Jeff Dean is not a dairy farmer; he’s really a grain farmer who happens to have a dairy operation. At least, that’s how Jeff thinks of himself, because he says he didn’t intend to enter the dairy business at all.

Jeff grew up on a conventional farm, on the same land he farms now. His parents still live on the farm, near the milking operation about four miles from Jeff's house. Out of high school, Jeff went to college and continued farming the family’s land conventionally for about ten years.

Then, in the late 1980s, northern Ohio was hit with a severe drought that threatened many farmers' livelihoods. Jeff had been looking into alternative crops, but the drought convinced him. Jeff joined OEFFA in 1991 and became certified organic in 1993.

Jeff started by raising conventional food-grade tofu soybeans for a small premium, but he found it hard to meet the crop's strict quality standards. When he heard that organic soybeans commanded a higher market price, he decided to convert. To learn more, Jeff called other farmers for information about growing organic beans and attended farm tours coordinated by OEFFA, Innovative Farmers of Ohio and Iowa's Grassland Council. OEFFA members Rex Spray and Dean McIlvaine, who also grow organic soybeans, became important mentors to Jeff. Rex, for example, shared his expertise on the art of organic crop rotation.

Pointing data excerpts:
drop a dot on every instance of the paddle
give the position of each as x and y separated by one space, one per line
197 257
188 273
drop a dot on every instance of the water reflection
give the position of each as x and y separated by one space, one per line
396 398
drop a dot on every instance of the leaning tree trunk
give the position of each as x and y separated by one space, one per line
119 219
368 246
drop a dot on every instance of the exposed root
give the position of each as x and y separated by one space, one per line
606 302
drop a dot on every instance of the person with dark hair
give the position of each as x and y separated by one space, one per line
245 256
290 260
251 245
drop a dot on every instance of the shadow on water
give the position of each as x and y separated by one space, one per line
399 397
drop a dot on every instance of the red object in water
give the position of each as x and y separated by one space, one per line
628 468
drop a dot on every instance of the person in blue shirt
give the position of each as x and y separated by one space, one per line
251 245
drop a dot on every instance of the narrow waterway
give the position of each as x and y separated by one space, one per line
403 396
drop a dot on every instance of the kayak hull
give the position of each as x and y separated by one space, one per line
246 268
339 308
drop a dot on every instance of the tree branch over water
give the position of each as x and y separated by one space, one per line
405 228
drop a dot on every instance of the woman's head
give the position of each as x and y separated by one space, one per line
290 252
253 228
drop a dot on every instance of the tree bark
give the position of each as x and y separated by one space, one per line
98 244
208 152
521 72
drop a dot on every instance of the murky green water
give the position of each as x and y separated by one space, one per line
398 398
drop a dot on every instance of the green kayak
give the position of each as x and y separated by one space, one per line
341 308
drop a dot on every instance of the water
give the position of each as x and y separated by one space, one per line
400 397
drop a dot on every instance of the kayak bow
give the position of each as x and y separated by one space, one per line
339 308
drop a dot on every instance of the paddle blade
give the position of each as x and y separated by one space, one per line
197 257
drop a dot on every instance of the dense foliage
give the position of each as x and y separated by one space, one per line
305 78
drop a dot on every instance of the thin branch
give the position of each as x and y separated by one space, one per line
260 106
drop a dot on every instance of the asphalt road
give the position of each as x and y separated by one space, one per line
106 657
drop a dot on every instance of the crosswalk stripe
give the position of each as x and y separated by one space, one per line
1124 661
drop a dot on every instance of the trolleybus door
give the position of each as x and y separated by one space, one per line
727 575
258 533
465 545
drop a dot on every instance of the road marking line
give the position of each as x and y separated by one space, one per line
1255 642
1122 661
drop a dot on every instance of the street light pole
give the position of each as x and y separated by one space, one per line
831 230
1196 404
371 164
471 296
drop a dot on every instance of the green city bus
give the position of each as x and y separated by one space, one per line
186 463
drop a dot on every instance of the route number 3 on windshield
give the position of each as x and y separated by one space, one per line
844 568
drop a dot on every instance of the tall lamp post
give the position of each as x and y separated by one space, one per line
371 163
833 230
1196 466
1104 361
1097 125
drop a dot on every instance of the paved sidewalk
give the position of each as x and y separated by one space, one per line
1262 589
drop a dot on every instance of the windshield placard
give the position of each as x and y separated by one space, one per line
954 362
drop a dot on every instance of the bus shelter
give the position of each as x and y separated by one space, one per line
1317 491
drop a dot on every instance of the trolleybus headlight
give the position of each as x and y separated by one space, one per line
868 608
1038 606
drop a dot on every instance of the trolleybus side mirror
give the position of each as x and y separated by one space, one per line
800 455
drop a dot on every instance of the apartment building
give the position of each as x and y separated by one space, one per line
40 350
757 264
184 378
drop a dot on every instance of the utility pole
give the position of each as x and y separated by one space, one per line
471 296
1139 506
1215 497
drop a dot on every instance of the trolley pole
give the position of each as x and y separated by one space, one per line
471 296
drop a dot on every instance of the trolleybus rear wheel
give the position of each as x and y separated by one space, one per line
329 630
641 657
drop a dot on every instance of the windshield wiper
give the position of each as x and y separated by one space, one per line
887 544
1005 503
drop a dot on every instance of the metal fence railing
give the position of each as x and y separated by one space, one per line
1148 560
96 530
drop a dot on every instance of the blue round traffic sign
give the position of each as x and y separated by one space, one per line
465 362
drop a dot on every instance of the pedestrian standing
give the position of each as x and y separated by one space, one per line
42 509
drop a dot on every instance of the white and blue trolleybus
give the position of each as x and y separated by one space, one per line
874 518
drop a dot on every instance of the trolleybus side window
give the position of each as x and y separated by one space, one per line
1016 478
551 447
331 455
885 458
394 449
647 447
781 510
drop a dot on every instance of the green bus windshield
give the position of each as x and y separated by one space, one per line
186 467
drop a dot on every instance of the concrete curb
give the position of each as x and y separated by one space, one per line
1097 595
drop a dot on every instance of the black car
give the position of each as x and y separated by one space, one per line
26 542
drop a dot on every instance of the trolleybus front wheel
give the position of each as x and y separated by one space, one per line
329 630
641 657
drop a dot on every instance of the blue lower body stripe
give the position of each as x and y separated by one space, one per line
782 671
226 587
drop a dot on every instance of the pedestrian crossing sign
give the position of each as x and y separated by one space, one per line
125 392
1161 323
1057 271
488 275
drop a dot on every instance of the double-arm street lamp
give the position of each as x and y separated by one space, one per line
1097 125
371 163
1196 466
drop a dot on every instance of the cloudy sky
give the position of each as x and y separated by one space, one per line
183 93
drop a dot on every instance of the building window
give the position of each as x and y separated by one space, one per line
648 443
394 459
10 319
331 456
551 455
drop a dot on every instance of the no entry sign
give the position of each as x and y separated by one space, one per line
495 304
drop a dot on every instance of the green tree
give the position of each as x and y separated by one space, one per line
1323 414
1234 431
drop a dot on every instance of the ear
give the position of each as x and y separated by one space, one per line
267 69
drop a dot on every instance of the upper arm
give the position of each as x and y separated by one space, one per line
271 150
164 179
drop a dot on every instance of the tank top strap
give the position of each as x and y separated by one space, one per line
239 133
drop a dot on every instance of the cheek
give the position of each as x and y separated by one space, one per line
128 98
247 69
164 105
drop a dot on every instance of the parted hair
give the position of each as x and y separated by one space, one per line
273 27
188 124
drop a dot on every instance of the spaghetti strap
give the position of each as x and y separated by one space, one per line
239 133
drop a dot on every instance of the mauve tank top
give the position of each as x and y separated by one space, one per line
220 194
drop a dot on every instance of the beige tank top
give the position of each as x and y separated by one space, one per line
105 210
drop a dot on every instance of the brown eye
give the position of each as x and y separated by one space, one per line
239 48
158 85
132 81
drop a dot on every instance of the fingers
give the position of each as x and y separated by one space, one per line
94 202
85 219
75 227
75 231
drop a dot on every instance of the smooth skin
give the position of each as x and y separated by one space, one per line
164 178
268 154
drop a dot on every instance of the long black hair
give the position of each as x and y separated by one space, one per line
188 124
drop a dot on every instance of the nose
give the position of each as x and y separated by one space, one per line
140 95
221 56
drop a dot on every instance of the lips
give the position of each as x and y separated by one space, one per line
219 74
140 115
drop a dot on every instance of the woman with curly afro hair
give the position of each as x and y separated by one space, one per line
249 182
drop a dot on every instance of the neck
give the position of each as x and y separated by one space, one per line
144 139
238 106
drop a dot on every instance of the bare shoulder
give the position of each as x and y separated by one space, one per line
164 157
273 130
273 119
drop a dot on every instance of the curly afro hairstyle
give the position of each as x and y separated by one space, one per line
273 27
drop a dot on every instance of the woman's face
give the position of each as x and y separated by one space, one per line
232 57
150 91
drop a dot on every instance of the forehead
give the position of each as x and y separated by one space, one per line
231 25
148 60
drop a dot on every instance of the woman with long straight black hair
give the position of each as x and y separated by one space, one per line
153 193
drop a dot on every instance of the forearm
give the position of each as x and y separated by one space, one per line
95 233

■ What is needed ■
Reproduce word for word the part of the passage about Jeff Dean's farm starting with "Jeff Dean is" and going on through "business at all.".

■ Completed exercise ■
Jeff Dean is not a dairy farmer; he’s really a grain farmer who happens to have a dairy operation. At least, that’s how Jeff thinks of himself, because he says he didn’t intend to enter the dairy business at all.